Selected text
----

Snap-On Smile has been a welcome addition to the dentists bag of cosmetic tools. The name says it all – it’s a smile that simply snaps on. Before one considers a Snap-On Smile, they must understand the indications and limitations. Snap-On Smile is not meant to cover cavities or hopelessly loose teeth. All cavities must be filled ahead of time. Also teeth that have too much bone loss that makes them to shaky to withstand the snapping forces must be removed. Snap-On Smile is not meant to be a permanent solution to a cosmetic dental problem. It is not meant to replace lost function from chewing forces due to lost teeth. What Snap-On Smile is is a lower cost alternative to what can be expensive cosmetic dental procedures. It can cover discolored teeth. It can cover mismatched spacing between the front teeth. It cannot be used where the teeth are too far forward already such as “buck” teeth since a thin layer of plastic will be snapped on over the front teeth. Snap-On Smile allows people to go out in public and feel confident with a big, wide smile and showing off their pearly whites.

A Child’s First Trip to the Dentist

A good experience at a child’s first trip to the dentist is vitally important in shaping their future behavior at dental visits. When a child’s first time at a dental office is to relieve the pain of a toothache, that can greatly affect their future perceptions of the dentist and produce fear and behavior management issues. Therefore, it is important to make the first appointment for a cleaning and checkup around the child’s third birthday. The days leading up to the first visit should be filled with stories about the fun, exciting trip to the dentist that is coming up. If a parent has a fear of the dentist, they should be careful to not project that fear on to the child. Kids are more perceptive than you think. The parents need to make sure that big brother doesn’t fill the patient with needless horror stories. And they shouldn’t ever say things like “If you don’t behave, I’m going to take you to the dentist.” At our office, we try to make every trip to the dentist a fun adventure with cartoons playing on TV’s in the ceiling, good tasting toothpastes and fluorides, and trips to the treasure chest afterwards. Having a pleasant experience at the first dental will help alleviate apprehension at future dental appointments.

----

Provided material
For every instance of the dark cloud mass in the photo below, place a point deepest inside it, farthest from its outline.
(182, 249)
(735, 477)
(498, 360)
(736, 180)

----

Required actions
a: Answer each question from the dental text.
(i) What must be done with all cavities before a Snap-On Smile is used?
(ii) Around what point in a child's life should the first cleaning and checkup be scheduled?
(iii) Where do children go after a visit at the office the text describes?
b: List every feature the office in the dental text uses to make a trip to the dentist a fun adventure.
c: Extend the dental text by a further paragraph, starting after its final sentence.
None of the data is needed to work on the dental text.

Answers per task
a:
(i) All cavities must be filled ahead of time.
(ii) Around the child's third birthday.
(iii) To the treasure chest.

b:
- Cartoons playing on TVs in the ceiling
- Good-tasting toothpastes
- Good-tasting fluorides
- Trips to the treasure chest afterward

c:
Children’s Fear of the Dentist

Many factors can contribute to a child’s fear of the dentist. On top of that list is a bad experience at a previous dental appointment. The younger the age, the higher likelihood that a child will have a fear of the dentist. It has even been shown that parents can pass along their own fear of the dentist. Children are very perceptive and can sense that a parent is stressed when talking about a dental visit. I employ a number of techniques to help allay a child’s fear. We have TV’s in the ceiling with cartoons playing which helps distract the child. Just something as simple as using a gentle, friendly voice and a smile can also put the child at ease. The “tell-show-do” technique works great. I tell them about the “water sprayer” that will flush out all of the “cavity bugs”, then I will take the dental hand piece and spray water on their hand so that they can see that there is nothing to fear. Then, for the “do”, I touch the anesthetized tooth which produces a gentle vibration so that they can see that there is no pain. And speaking of the numbing process, they are never shown the needle. They just get a little “pinch” to put the tooth to sleep. By employing just a few simple techniques can greatly reduce a child’s fear of the dentist and make it a pleasant experience.